Problem requirements ::
Print every entry word for word, but omit the pictures.

Excerpted records ::
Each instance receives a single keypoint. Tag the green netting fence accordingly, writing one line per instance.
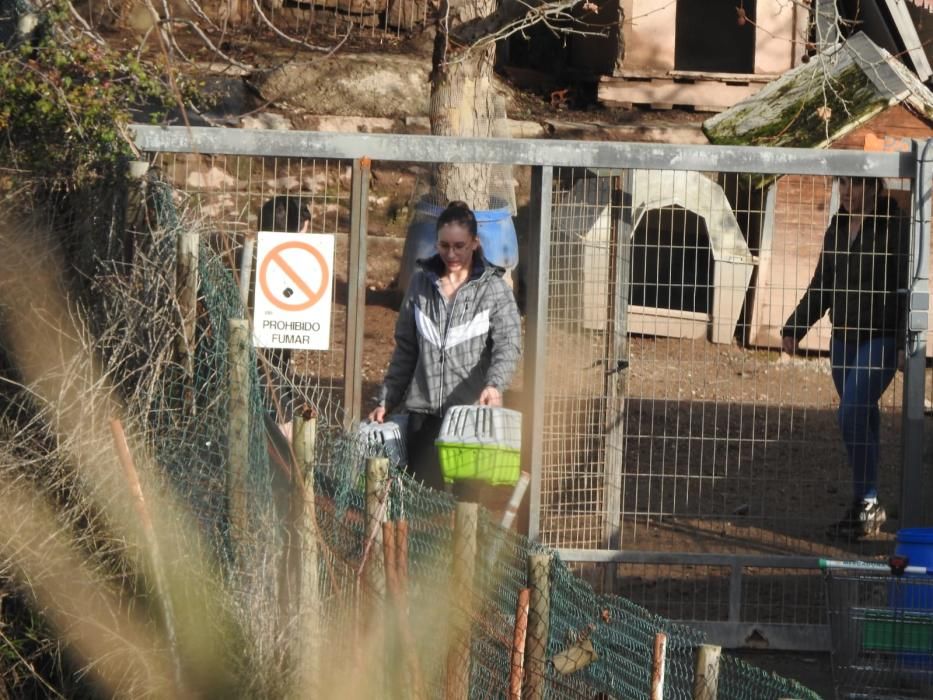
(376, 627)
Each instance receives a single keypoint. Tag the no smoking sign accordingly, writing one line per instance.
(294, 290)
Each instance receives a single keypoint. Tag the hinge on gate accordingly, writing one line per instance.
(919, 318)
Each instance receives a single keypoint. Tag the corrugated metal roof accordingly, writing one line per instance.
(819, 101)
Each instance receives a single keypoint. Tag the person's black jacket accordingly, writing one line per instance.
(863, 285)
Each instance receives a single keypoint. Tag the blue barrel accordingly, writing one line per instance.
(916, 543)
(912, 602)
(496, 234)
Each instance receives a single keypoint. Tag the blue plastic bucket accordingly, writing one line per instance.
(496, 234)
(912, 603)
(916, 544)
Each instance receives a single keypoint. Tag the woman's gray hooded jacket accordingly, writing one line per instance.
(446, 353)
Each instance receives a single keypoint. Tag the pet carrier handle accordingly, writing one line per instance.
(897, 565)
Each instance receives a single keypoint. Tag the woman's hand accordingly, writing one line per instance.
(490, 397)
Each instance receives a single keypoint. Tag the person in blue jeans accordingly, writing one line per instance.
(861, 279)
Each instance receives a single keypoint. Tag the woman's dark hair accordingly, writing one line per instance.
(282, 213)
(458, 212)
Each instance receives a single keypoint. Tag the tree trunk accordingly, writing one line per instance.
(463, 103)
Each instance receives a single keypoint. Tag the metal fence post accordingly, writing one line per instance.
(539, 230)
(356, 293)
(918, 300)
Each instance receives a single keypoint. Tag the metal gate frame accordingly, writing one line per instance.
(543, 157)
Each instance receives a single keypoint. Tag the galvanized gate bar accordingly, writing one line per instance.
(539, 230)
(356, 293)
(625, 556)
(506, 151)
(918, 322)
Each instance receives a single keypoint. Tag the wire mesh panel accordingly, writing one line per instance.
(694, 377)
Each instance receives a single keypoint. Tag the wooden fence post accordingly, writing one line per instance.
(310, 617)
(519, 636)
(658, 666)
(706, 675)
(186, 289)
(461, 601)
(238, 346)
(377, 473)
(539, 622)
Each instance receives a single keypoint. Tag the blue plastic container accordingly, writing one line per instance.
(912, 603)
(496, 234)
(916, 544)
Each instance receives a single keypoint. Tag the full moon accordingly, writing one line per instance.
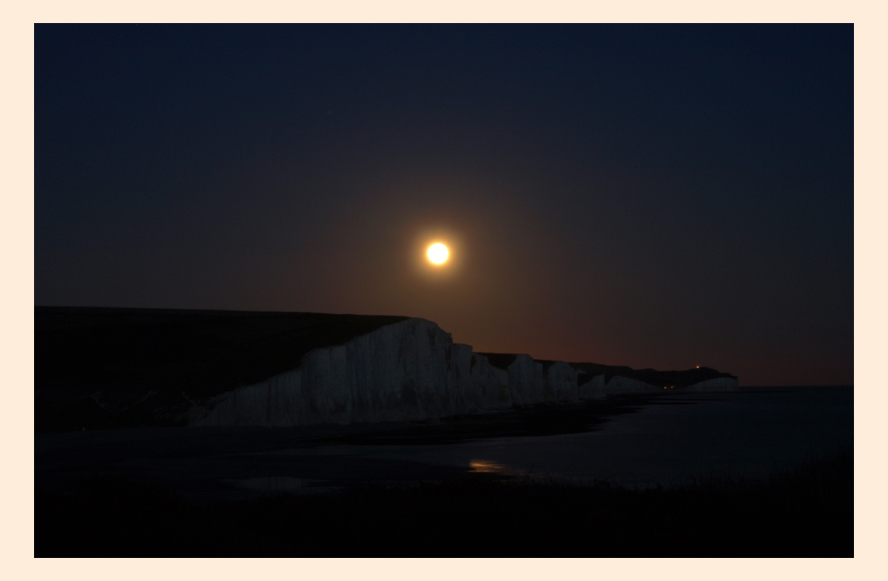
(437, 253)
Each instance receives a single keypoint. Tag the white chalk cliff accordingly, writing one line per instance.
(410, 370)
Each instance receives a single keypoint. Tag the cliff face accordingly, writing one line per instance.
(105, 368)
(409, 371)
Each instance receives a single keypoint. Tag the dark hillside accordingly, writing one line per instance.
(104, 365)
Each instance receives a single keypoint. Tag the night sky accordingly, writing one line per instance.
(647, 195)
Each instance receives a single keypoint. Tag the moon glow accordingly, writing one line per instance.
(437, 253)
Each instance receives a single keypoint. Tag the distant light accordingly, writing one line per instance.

Solution for this exercise ::
Each instance receives a single keypoint. Tag the green netting fence accordingly, writing one line per instance.
(376, 627)
Each instance receives a single keypoint. Tag the no smoking sign accordingly, writing one line per instance.
(294, 290)
Each instance receives a single keypoint. Tag the hinge on gate accordingly, writing one line per instance.
(919, 318)
Each instance receives a single keypoint. Tag the corrugated metal roof accordingly, writing one line per instance.
(819, 101)
Each instance receives a single keypoint. Tag the person's black jacket accordingly, writing one line per instance.
(863, 285)
Each instance receives a single keypoint. Tag the blue barrel accordingly, writing one line per instance.
(916, 543)
(912, 602)
(496, 234)
Each instance receives a single keypoint. Tag the blue plastic bucket accordingly, writing one line per instance.
(496, 234)
(912, 603)
(916, 544)
Each instance receives a single keypoint. Tag the woman's gray hooded jacket accordingly, writing one line per instance.
(446, 353)
Each instance receives a single keypoint. Tag the pet carrier handle accordingly, writing one line per instance.
(897, 565)
Each instance receives a single keypoint. Tag the woman's hand accordingly, writing one line per instance.
(490, 397)
Each instance receives a single keypoint. Tag the person in blue jeans accordingly, writing one line per instance.
(861, 279)
Each instance receives a single keypoint. Tag the woman's dark hair accordingly, writing one line per instance.
(282, 213)
(458, 212)
Each instance receives a single keypoint. Tag the tree trunk accordingly, writing one line per instance.
(463, 103)
Each instance receives a single keypoint. Tag the metal fence post accordingly, writing one line per instance.
(539, 230)
(356, 293)
(918, 300)
Each instance receives a single keypoint. Tag the metal gate frame accordingly, writing one line per instance.
(543, 157)
Each instance receives a single keypoint. Tag the galvanized gate bar accordingly, writing one line per instance.
(539, 230)
(356, 293)
(625, 556)
(506, 151)
(918, 322)
Each instance receives a single keypoint. Tag the wire mesh panel accordingly, writing one line per instance.
(694, 377)
Each instance receives a single keypoint. Tag the wooden fence post accordingly, writing one line per instance.
(310, 617)
(519, 636)
(658, 666)
(706, 675)
(186, 289)
(461, 601)
(238, 346)
(377, 473)
(539, 622)
Each instance receives a single keypoint. Tag the blue plastic container accordingly, writing one line per instance.
(912, 603)
(496, 234)
(916, 544)
Each instance receives a single keypoint. Tag the full moon accordingly, writing one line per instance.
(437, 253)
Each instance receives a single keypoint. Tag the white chalk cliff accordingly, writing one line per instance.
(410, 370)
Each instance receives a single keypoint. Tag the cliff face accordingly, writing one line per instance.
(105, 368)
(409, 371)
Each instance receives a single keypoint. Tag the dark hillside accordingly, writing one line per instance.
(104, 365)
Each instance receives a single keypoint. Tag the night sky accordingly, writing one line per instance.
(647, 195)
Each instance receives a single keypoint. Tag the moon glow accordingly, writing one line per instance.
(437, 253)
Each instance receives a single keypoint. Tag the distant light accordingly, writing one line per instance.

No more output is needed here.